Try it | Lines of the data that contain the word "firefighter" are the ones to copy.

═══ Listed entries ═══

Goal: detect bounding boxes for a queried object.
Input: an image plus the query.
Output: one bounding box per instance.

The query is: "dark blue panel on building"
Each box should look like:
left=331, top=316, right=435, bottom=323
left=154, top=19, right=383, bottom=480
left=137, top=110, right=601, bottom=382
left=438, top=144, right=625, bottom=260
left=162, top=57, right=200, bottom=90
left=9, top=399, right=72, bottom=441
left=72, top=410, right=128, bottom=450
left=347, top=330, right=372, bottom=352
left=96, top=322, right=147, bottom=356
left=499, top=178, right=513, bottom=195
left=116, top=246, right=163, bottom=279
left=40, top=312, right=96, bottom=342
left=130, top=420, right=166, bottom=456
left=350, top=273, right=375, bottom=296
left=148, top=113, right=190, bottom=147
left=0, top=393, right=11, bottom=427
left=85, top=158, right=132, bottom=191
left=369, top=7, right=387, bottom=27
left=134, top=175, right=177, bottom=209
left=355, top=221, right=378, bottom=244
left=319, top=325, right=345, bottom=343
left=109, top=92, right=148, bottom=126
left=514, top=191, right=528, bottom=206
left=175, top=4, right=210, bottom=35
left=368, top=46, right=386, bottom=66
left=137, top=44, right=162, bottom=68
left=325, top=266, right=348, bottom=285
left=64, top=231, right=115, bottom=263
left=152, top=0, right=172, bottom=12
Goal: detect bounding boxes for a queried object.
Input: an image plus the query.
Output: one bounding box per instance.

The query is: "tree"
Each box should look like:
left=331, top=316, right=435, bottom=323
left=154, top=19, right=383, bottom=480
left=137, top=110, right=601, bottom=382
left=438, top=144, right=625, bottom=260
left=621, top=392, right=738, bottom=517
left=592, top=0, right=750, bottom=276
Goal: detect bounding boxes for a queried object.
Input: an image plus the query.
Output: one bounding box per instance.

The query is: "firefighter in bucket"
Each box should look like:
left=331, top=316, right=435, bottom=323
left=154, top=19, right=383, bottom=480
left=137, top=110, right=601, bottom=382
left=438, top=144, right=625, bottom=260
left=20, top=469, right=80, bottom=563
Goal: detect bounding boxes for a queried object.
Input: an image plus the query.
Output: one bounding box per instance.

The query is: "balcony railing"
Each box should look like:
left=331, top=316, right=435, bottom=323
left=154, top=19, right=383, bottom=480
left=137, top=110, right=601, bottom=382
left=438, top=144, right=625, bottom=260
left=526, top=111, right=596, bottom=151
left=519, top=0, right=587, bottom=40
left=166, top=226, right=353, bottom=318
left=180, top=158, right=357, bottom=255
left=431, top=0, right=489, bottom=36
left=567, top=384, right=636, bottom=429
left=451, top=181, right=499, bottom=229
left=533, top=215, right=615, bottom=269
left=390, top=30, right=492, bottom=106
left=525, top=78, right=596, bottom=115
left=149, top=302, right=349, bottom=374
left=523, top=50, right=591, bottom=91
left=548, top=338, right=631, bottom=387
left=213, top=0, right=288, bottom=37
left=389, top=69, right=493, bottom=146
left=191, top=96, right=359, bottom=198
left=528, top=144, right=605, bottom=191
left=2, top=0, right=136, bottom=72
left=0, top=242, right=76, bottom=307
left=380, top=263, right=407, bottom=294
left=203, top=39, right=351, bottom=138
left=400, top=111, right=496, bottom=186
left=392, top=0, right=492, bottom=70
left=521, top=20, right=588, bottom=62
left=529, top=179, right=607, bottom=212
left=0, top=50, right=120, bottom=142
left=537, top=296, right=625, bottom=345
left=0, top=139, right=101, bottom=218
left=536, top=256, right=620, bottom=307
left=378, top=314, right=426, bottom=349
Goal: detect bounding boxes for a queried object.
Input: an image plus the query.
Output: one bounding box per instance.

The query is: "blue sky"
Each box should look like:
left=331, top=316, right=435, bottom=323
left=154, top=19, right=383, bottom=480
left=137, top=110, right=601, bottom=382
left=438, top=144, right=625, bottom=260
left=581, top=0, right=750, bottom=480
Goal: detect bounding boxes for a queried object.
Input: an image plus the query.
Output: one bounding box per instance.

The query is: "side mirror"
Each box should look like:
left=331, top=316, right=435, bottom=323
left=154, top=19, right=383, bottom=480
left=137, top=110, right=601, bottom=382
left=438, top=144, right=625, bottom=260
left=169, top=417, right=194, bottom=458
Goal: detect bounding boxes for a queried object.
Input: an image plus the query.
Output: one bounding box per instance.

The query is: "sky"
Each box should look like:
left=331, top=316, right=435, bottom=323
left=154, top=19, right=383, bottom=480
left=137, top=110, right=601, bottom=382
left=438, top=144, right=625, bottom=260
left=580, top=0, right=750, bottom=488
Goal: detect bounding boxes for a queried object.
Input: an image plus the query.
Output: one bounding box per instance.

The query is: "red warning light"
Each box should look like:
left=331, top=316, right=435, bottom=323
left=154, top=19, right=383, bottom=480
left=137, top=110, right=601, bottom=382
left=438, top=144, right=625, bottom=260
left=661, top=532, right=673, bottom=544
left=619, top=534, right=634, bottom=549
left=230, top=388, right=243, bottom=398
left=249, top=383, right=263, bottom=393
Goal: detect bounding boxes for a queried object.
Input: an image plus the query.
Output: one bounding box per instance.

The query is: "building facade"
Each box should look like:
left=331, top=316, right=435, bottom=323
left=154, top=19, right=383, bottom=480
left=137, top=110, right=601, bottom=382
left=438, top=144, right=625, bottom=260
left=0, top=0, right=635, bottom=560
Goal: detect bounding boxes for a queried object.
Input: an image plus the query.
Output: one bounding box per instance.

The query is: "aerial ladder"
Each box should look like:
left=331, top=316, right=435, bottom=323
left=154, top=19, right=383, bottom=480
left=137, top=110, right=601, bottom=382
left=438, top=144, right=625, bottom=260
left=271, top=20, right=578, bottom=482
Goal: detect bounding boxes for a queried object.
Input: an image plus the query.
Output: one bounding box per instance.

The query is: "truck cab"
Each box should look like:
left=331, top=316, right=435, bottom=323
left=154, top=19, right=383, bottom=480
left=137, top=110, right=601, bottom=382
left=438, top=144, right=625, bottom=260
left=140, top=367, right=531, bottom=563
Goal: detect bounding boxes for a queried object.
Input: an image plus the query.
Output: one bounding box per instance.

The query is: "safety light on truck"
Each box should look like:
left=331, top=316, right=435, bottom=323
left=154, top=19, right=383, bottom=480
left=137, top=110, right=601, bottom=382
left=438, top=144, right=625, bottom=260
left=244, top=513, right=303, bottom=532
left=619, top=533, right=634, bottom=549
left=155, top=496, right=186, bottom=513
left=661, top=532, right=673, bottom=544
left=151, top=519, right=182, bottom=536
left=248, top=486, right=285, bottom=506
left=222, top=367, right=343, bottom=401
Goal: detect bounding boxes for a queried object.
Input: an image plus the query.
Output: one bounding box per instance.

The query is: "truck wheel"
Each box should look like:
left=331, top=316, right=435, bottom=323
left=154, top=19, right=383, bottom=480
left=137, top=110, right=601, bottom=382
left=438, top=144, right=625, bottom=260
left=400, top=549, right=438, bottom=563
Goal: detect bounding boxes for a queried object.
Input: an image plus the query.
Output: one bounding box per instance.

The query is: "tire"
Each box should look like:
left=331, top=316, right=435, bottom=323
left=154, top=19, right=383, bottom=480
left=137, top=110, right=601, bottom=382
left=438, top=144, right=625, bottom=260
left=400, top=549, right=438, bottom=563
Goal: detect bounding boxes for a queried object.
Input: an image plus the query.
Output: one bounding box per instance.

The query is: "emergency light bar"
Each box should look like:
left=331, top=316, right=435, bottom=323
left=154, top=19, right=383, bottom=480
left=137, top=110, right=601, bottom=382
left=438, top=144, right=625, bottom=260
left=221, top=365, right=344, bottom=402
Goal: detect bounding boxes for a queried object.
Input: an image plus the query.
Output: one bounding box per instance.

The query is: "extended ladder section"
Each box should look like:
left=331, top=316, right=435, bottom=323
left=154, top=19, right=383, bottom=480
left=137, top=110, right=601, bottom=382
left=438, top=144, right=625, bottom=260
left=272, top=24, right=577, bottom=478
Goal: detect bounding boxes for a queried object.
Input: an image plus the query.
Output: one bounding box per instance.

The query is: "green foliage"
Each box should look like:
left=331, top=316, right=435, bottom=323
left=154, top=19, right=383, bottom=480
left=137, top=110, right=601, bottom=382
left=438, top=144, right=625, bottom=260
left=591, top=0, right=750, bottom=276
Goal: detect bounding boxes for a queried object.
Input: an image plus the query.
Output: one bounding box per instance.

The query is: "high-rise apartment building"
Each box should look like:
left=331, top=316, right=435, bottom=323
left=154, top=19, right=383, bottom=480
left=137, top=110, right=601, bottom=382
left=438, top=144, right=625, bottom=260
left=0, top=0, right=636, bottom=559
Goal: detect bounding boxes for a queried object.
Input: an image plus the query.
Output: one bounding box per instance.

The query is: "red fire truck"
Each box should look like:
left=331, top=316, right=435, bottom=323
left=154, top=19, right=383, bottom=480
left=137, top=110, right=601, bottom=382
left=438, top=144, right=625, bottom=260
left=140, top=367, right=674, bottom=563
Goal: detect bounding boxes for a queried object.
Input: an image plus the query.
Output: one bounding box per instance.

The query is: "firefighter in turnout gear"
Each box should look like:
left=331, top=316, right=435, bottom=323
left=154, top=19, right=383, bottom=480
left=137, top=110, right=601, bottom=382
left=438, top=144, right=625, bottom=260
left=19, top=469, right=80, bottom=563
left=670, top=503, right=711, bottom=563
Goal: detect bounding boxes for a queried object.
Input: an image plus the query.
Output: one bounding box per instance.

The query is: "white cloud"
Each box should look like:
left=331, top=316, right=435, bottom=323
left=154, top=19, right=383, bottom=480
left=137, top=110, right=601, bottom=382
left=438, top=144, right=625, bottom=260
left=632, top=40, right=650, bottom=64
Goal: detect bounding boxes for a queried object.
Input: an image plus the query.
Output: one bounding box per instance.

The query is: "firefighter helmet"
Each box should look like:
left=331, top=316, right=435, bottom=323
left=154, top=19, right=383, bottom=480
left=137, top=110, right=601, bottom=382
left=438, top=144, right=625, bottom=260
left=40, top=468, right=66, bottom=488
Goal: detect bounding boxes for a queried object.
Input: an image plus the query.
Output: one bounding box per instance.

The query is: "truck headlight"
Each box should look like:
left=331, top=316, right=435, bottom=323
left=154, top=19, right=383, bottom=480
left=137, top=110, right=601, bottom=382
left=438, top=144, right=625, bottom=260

═══

Response for this exercise |
The query is: "firefighter in bucket"
The query is: "firefighter in turnout gear"
The query is: "firefighter helmet"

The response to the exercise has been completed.